What you need to do:
**a)** Reproduce the entries from their first line down to the line that contains "206;463;737;500", including both ends, and omit the pictures.
**b)** Continue the advice column about the raised credit card minimum payment from where it stops.

Text shown:
::::
Todd Ossenfort has been chief operating officer for Pioneer Credit Counseling since 1998. He writes our weekly “The Credit Guy” column, answering reader questions about credit counseling and debt issues.
Dear Credit Guy,
I have been paying a credit card balance transfer with a 3.99 percent interest rate for maybe three or more years. I was never late, and I never used the card for purchases knowing that my payment would go first to the higher interest balance. Today, I received a note from the bank changing my minimum payment from 2 percent of the balance to 5 percent of the balance, more than double. This change truly jeopardizes my ability to keep current on all my debt payments. Can the bank do that? What can I do about it? — Adriana
Yes, unfortunately, most cardholder agreements allow for changes in the agreement by the card issuer with notification of said change to the cardholder. With the current credit cycle, many creditors are tightening up from the much looser standards of the past and looking for ways to lessen risk. Creditors are accomplishing less risk by raising interest rates and lowering credit limits.
Because you transferred a balance, you have a guaranteed interest rate unless you default, so the card issuer cannot raise your rate if it believes you are a greater risk. The only option the card issuer has in the case of a guaranteed rate is to decrease the amount of time you have to repay the balance by increasing the minimum payment amount.
It is ironic that regulators tried for years to get card issuers to raise minimum payment percentages because consumers who paid only the minimum amounts due ended up paying twice as much or more in interest charges as the original purchase on the credit card. New federal rules that take effect July 1, 2010, will amend the Truth in Lending Act’s Regulation Z to require card issuers to warn consumers that paying only the minimum amount due increases the interest paid and the time it takes to pay off the balance. It will also require issuers to provide a hypothetical example of how long it takes to pay off a balance, as well as the total amount paid when paying only the minimum due.
::::
Input for this task:
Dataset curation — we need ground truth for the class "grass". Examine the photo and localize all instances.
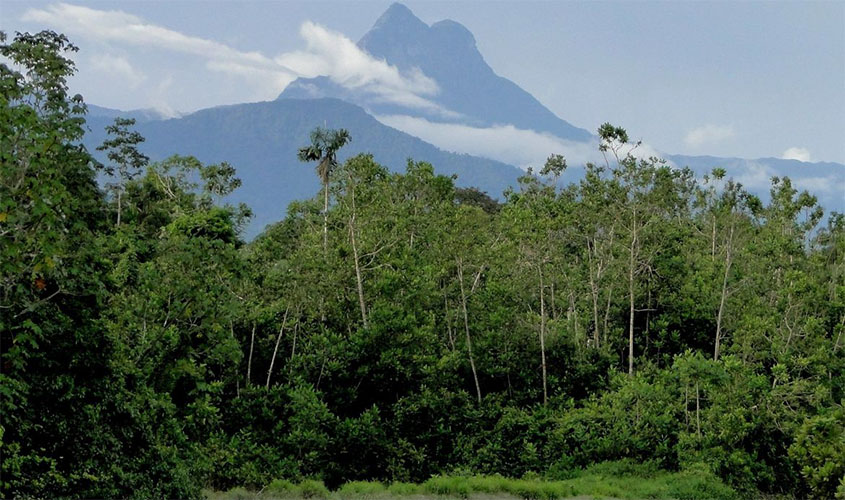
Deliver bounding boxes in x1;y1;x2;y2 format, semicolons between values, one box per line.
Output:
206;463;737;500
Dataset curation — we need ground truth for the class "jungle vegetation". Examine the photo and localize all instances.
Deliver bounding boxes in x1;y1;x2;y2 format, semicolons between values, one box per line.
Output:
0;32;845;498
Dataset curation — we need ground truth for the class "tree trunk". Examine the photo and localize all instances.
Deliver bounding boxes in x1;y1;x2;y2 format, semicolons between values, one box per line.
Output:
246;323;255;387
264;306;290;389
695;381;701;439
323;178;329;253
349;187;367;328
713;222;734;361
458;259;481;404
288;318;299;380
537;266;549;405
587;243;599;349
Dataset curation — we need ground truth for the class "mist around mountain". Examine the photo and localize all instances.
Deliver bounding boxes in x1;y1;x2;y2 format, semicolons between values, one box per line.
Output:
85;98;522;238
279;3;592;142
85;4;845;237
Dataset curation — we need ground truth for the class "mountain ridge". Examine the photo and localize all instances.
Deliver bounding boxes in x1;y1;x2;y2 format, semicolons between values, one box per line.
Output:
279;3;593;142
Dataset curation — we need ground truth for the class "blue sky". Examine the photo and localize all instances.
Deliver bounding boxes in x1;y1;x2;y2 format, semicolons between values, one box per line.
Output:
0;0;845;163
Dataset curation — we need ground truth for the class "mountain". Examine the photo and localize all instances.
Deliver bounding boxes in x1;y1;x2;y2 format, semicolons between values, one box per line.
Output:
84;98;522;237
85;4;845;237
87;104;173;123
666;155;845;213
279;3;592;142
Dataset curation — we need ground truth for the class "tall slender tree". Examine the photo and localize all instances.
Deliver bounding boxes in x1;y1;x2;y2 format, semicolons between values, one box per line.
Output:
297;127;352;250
::::
Solved tasks:
**a)**
Dataset curation — we need ground truth for the class "grass". Examine the photo and localize all instances.
Deliver bounding boxes in x1;y1;x2;y2 format, semicolons between values, one box per line.
Output:
206;463;737;500

**b)**
So, in general, it is better for consumers to have a higher minimum payment percentage so that more of the payment applies to principal and the balance is paid down faster with less money paid in interest charges. But, for people in your situation, those who have transferred what I can only assume was a large balance to a credit card to take advantage of a low interest rate for the life of the balance, the increase in minimum payment can be an immediate hardship.
If you know that you cannot afford the increased minimum payment, contact your card issuer and let them know. Ask what alternatives are available. What is likely to be offered is that you can keep your lower minimum payment percentage — but only if you allow the issuer to raise the interest rate. Keep in mind that if you do not pay the increased minimum payment in full, the account will be considered in default and the very high default interest rate would then apply to your balance.
So if you can’t afford the new minimum payment, you need to decide if you will accept a higher interest rate, should it be offered by the card issuer, or if you need to transfer the balance to a fixed-term loan product. Some fixed-term products you might consider include a personal loan from your bank or credit union or a home equity loan or line of credit. You should have been given some time by the lender before the new minimum payment goes into effect, but you will need to act quickly.
Take care of your credit!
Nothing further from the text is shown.